----- EXCERPT

Jessica Were tries to calm down Jenifer and also holds her one and half year old minutes before the second baby was delivered at Buyinja.

Jenifer arrived at this health center with nothing but her child on way to deliver another child. She had no clothes, no relative accompanying her. In fact her husband sent her to mother’s place at eight months.  Nurses looked around for any cloth; they work with barely anything. Sometimes they have to give their own clothes to cover babies and mothers like Jenifer. The nurse in charge tells me that there are many like Jenifer who arrive at the center with nothing. Health centers  rarely has gloves, razors and cloth, most stuff essential during delivery. I wondered how health workers keep their balance in such conditions.

Jenifer is 19 years old and she was having her second child. She delivered her first child at a traditional birth attendant’s place and after hearing Were’s message she made it here.  Were had to call relatives and they appeared after about an hour with a few clothes. Were had to tell that Jennifer needed sanitary towels or cotton and underwear.

----------

### WHAT IS REQUIRED
Can you transcribe everything in the passage about Jenifer at the Buyinja health center, from "Jenifer is 19" down to "cotton and underwear."?

----- DATA SHOWN

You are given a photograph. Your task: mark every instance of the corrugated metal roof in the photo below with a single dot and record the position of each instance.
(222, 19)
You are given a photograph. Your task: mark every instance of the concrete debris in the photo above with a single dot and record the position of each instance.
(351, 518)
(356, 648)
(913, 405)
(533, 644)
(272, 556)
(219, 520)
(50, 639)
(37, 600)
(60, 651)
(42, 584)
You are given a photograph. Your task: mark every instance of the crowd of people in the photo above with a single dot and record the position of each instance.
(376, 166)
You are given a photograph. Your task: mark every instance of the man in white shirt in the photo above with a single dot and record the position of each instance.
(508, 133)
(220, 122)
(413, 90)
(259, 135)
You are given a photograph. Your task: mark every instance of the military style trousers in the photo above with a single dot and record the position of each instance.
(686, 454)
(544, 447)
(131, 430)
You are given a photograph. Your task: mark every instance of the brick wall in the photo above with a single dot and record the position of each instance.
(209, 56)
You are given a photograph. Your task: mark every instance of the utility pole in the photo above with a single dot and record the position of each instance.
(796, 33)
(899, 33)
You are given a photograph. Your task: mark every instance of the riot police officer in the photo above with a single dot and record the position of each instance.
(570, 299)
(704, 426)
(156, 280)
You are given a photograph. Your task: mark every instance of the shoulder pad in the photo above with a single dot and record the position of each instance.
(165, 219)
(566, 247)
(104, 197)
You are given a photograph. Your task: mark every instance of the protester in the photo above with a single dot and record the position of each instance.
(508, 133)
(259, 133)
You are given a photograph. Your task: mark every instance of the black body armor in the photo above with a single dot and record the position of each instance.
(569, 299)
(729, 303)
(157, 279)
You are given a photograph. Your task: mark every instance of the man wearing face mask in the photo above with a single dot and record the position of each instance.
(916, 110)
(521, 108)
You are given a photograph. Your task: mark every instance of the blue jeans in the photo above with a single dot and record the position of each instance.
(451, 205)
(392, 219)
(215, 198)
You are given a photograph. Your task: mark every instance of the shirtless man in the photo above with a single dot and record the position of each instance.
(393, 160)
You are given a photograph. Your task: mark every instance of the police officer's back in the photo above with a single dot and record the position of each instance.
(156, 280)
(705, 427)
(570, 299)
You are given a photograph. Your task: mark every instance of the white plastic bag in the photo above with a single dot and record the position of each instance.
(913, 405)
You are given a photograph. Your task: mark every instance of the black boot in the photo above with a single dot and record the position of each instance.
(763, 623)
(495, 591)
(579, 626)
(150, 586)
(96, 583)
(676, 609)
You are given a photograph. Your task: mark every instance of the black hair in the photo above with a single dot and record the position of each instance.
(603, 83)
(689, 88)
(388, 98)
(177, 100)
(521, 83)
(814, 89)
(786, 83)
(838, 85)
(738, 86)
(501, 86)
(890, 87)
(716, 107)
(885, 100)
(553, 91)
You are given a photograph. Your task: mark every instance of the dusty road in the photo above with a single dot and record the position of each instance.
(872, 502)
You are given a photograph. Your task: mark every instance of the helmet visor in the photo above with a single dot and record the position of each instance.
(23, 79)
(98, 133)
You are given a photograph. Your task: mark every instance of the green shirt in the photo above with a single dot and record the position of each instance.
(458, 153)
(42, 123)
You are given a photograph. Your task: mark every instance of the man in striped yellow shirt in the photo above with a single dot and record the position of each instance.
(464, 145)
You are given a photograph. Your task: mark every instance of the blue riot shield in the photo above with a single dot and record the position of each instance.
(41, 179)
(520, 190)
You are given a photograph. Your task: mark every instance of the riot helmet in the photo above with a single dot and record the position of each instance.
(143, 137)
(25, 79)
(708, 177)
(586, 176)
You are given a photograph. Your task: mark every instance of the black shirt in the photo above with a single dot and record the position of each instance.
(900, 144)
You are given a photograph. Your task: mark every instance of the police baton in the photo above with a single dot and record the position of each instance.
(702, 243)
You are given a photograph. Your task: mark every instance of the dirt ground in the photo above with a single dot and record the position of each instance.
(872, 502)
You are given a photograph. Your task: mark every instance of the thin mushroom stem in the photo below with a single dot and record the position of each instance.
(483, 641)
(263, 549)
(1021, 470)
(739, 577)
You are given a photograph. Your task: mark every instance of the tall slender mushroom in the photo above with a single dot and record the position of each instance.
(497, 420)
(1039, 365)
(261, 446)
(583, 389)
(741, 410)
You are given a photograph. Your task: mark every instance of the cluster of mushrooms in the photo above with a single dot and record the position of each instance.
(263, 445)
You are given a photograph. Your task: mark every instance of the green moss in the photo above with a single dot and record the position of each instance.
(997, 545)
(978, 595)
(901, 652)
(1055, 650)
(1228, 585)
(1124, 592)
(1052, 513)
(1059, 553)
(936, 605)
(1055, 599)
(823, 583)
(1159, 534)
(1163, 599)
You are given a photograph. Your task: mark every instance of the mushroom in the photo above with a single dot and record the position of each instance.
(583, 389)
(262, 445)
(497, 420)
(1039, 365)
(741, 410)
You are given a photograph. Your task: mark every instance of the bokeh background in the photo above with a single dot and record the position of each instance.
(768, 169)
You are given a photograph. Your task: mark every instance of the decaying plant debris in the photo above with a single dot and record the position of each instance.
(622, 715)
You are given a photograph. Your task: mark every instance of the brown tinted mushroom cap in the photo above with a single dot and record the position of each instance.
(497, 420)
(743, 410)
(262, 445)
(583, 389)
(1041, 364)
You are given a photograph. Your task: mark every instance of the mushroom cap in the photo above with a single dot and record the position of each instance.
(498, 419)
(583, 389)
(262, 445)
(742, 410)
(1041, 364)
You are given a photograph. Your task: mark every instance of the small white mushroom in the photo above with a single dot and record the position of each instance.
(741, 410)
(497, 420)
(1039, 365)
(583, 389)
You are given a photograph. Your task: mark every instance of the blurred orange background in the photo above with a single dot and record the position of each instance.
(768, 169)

----------

### THE RESULT
Jenifer is 19 years old and she was having her second child. She delivered her first child at a traditional birth attendant’s place and after hearing Were’s message she made it here.  Were had to call relatives and they appeared after about an hour with a few clothes. Were had to tell that Jennifer needed sanitary towels or cotton and underwear.